* _Selected passage_
_ _ _ _
Start parsing chinese words

In [None]:
input_file = './data/wiki_zh_sample'
output_file = './data/wiki_zh_corpus'
parse_zh_words(input_file, output_file)

Let us take a look at the first 10 lines of the corpus.

In [None]:
f = open("./data/wiki_zh_corpus", 'r', encoding='utf-8')
if(f):
    for i in range(10):
        print(f.readline(), end='')

After the corpus data's processing is completed, we need to upload it to S3 so that it can be consumed by SageMaker to execute training jobs. 

In [None]:
train_channel = prefix + '/zh-train'

sess.upload_data(path='data/wiki_zh_corpus', bucket=bucket, key_prefix=train_channel)

s3_train_data = 's3://{}/{}'.format(bucket, train_channel)

Next we need to setup an output location at S3, where the model artifact will be dumped. These artifacts are also the output of the algorithm's training job.

In [None]:
s3_output_location = 's3://{}/{}/zh-output'.format(bucket, prefix)

## Training Setup
Now that we are done with all the setup that is needed, we are ready to train our object detector. To begin, let us create a ``sageMaker.estimator.Estimator`` object. This estimator will launch the training job.

In [None]:
container = sagemaker.amazon.amazon_estimator.get_image_uri(region_name, "blazingtext", "latest")
print('Using SageMaker BlazingText container: {} ({})'.format(container, region_name))

## Training the BlazingText model for generating word vectors

Similar to the original implementation of [Word2Vec](https://arxiv.org/pdf/1301.3781.pdf), SageMaker BlazingText provides an efficient implementation of the continuous bag-of-words (CBOW) and skip-gram architectures using Negative Sampling, on CPUs and additionally on GPU[s]. The GPU implementation uses highly optimized CUDA kernels. To learn more, please refer to [*BlazingText: Scaling and Accelerating Word2Vec using Multiple GPUs*](https://dl.acm.org/citation.cfm?doid=3146347.3146354). BlazingText also supports learning of subword embeddings with CBOW and skip-gram modes. This enables BlazingText to generate vectors for out-of-vocabulary (OOV) words, as demonstrated in this [notebook](https://github.com/awslabs/amazon-sagemaker-examples/blob/master/introduction_to_amazon_algorithms/blazingtext_word2vec_subwords_text8/blazingtext_word2vec_subwords_text8.ipynb).




Besides skip-gram and CBOW, SageMaker BlazingText also supports the "Batch Skipgram" mode, which uses efficient mini-batching and matrix-matrix operations ([BLAS Level 3 routines](https://software.intel.com/en-us/mkl-developer-reference-fortran-blas-level-3-routines)). This mode enables distributed word2vec training across multiple CPU nodes, allowing almost linear scale up of word2vec computation to process hundreds of millions of words per second. Please refer to [*Parallelizing Word2Vec in Shared and Distributed Memory*](https://arxiv.org/pdf/1604.04661.pdf) to learn more.
_ _ _ _
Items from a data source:
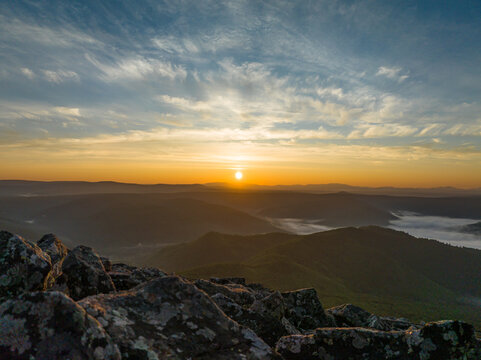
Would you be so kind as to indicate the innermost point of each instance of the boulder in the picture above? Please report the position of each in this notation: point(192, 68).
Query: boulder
point(239, 293)
point(128, 277)
point(349, 315)
point(50, 325)
point(304, 310)
point(85, 274)
point(265, 317)
point(169, 317)
point(106, 263)
point(57, 251)
point(447, 340)
point(23, 266)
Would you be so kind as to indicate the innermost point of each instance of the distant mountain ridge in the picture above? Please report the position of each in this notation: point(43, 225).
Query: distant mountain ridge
point(31, 188)
point(380, 268)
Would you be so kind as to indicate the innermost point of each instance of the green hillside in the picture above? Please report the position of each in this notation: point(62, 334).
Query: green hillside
point(386, 271)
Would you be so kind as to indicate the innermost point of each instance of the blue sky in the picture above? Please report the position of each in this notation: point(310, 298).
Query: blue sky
point(231, 83)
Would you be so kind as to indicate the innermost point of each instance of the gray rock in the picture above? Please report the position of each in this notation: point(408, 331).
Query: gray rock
point(169, 318)
point(265, 317)
point(106, 263)
point(50, 325)
point(57, 251)
point(128, 277)
point(447, 340)
point(304, 310)
point(349, 315)
point(23, 266)
point(85, 274)
point(239, 293)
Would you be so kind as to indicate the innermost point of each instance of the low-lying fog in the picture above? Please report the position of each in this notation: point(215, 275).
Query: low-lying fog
point(440, 228)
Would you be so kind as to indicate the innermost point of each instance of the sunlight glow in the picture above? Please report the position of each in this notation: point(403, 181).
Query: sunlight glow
point(238, 175)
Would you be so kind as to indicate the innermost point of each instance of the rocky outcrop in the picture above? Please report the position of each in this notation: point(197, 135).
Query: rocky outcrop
point(53, 246)
point(85, 274)
point(349, 315)
point(118, 311)
point(23, 265)
point(50, 325)
point(305, 311)
point(448, 340)
point(171, 318)
point(126, 277)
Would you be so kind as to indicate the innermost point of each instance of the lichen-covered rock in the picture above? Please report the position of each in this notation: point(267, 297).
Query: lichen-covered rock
point(130, 277)
point(50, 325)
point(239, 293)
point(265, 316)
point(447, 340)
point(349, 315)
point(170, 318)
point(85, 274)
point(229, 280)
point(304, 310)
point(106, 263)
point(57, 251)
point(23, 266)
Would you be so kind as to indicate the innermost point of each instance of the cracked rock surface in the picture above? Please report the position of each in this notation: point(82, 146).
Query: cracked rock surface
point(57, 303)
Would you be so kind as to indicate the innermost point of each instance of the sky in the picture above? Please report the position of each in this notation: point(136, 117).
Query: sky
point(288, 92)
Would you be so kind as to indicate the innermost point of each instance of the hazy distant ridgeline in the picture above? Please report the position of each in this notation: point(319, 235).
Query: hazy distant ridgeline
point(383, 269)
point(25, 187)
point(112, 221)
point(33, 188)
point(115, 222)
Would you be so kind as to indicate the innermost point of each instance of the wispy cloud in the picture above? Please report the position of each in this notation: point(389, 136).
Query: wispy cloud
point(59, 76)
point(138, 68)
point(392, 73)
point(28, 73)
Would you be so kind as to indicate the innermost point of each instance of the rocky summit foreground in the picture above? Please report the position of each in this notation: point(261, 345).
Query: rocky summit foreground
point(57, 303)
_ _ _ _
* _Task list_
1/ In the BlazingText notebook excerpt, do these statements agree with the text? Answer yes or no for each and quote the words that settle it. (a) The GPU implementation uses highly optimized CUDA kernels. (b) Batch Skipgram mode processes only thousands of words per second. (c) The notebook shows the first 10 lines of the corpus.
2/ Reproduce the part of the BlazingText notebook excerpt that begins at the words "Next we need" and ends after "algorithm's training job.".
3/ Write what comes next in the BlazingText notebook excerpt, picking up after its last sentence.
The rows play no part in this.

* _Results of the tasks_
1/
(a) Yes: "The GPU implementation uses highly optimized CUDA kernels."
(b) No: "process hundreds of millions of words per second"
(c) Yes: "Let us take a look at the first 10 lines of the corpus."

2/
Next we need to setup an output location at S3, where the model artifact will be dumped. These artifacts are also the output of the algorithm's training job.

3/
BlazingText also supports a *supervised* mode for text classification. It extends the FastText text classifier to leverage GPU acceleration using custom CUDA kernels. The model can be trained on more than a billion words in a couple of minutes using a multi-core CPU or a GPU, while achieving performance on par with the state-of-the-art deep learning text classification algorithms. For more information, please refer to [algorithm documentation](https://docs.aws.amazon.com/sagemaker/latest/dg/blazingtext.html) or [the text classification notebook](https://github.com/awslabs/amazon-sagemaker-examples/blob/master/introduction_to_amazon_algorithms/blazingtext_text_classification_dbpedia/blazingtext_text_classification_dbpedia.ipynb).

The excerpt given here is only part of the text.